### SELECTION
-- -- --

Power players muster forces for electricity market reforms

Source: Rod Kuckro, E&E reporter • Posted: Tuesday, April 22, 2014

The behemoths of the electric power sector are pushing federal regulators hard to enact reforms in East and Midwest markets that they say would strengthen the reliability of electricity supply and shore up their bottom lines.A central focus of the reform efforts is the capacity market in the PJM Interconnection, which oversees the wholesale electricity business in 13 states and the District of Columbia.

In a capacity market, generators receive compensation for investing in power plants. Load-serving entities — the market participants that secure electricity, transmission and related services for end-use customers — make the payments to generators to ensure the long-term availability of sufficient capacity for the reliable delivery of power. The amounts of the payments are set through an auction.

-- -- --

### GIVEN DATA
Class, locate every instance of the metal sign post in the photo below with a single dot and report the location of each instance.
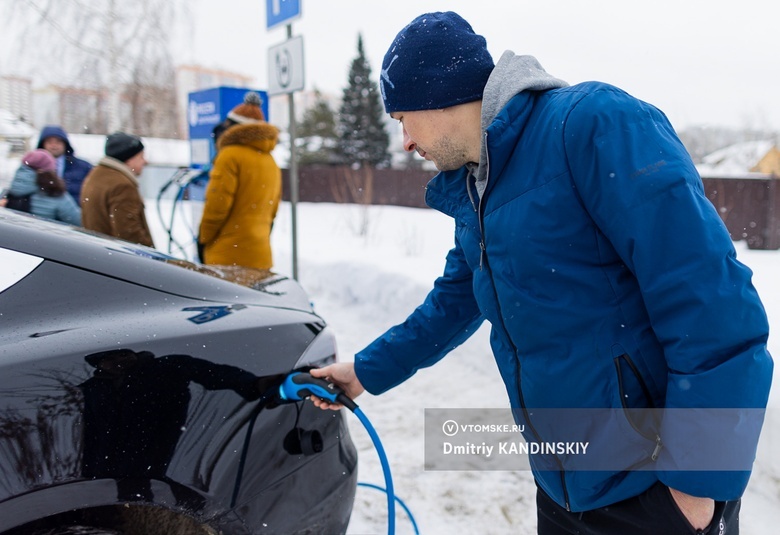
(285, 75)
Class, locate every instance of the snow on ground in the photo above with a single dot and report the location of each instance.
(363, 284)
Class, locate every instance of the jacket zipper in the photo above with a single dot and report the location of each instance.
(482, 262)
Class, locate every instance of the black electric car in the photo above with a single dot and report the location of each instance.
(139, 394)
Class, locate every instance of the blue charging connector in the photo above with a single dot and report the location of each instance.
(300, 385)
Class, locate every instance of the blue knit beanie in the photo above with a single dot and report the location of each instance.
(435, 62)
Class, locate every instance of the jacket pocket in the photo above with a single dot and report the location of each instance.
(635, 398)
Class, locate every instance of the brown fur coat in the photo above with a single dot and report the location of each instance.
(242, 197)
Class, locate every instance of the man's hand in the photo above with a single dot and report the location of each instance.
(342, 374)
(698, 511)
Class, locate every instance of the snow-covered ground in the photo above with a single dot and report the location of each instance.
(363, 284)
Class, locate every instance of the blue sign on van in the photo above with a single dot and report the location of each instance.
(280, 11)
(205, 110)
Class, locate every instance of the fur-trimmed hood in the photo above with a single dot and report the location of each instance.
(260, 136)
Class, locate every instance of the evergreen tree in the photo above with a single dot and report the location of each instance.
(317, 137)
(363, 138)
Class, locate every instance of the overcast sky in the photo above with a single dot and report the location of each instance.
(703, 62)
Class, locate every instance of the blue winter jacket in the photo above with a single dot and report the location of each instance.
(76, 169)
(62, 208)
(610, 282)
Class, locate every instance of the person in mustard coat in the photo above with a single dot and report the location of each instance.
(243, 193)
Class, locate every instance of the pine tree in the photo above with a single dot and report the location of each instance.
(363, 138)
(317, 137)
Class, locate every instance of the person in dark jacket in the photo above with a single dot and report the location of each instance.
(111, 199)
(72, 170)
(620, 314)
(37, 179)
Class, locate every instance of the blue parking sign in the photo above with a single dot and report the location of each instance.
(280, 11)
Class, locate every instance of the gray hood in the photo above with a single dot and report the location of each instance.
(511, 75)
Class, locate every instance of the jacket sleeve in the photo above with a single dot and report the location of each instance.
(642, 190)
(447, 318)
(68, 211)
(220, 195)
(126, 214)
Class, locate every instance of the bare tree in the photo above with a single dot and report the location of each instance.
(108, 45)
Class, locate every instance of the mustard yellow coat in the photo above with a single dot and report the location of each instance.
(242, 198)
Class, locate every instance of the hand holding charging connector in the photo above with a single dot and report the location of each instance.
(300, 385)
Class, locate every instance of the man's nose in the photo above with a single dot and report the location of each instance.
(409, 145)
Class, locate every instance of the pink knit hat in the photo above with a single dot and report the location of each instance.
(39, 160)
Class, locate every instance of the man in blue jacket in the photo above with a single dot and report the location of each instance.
(582, 234)
(71, 169)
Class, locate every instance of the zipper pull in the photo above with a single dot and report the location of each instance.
(657, 449)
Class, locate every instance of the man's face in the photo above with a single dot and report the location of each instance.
(55, 146)
(137, 163)
(434, 135)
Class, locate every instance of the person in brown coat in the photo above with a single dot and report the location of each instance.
(243, 193)
(110, 199)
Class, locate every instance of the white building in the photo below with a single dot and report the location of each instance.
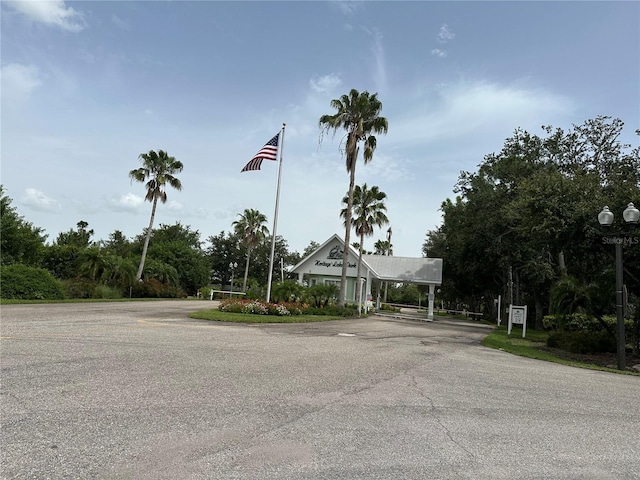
(324, 266)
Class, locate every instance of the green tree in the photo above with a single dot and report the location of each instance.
(224, 249)
(382, 247)
(309, 249)
(251, 229)
(368, 212)
(180, 247)
(158, 170)
(118, 244)
(358, 114)
(20, 241)
(80, 238)
(527, 217)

-- -- --

### LIST OF TASKS
a: According to the article on electricity market reforms, in how many states does the PJM Interconnection oversee the wholesale electricity business?
b: Please translate this sentence from the article on electricity market reforms into Spanish: "In a capacity market, generators receive compensation for investing in power plants."
c: List everything that the article on electricity market reforms says load-serving entities secure for end-use customers.

### ANSWERS PROVIDED
a: 13 states, plus the District of Columbia.

b: En un mercado de capacidad, los generadores reciben una compensación por invertir en centrales eléctricas.

c:
- Electricity
- Transmission
- Related services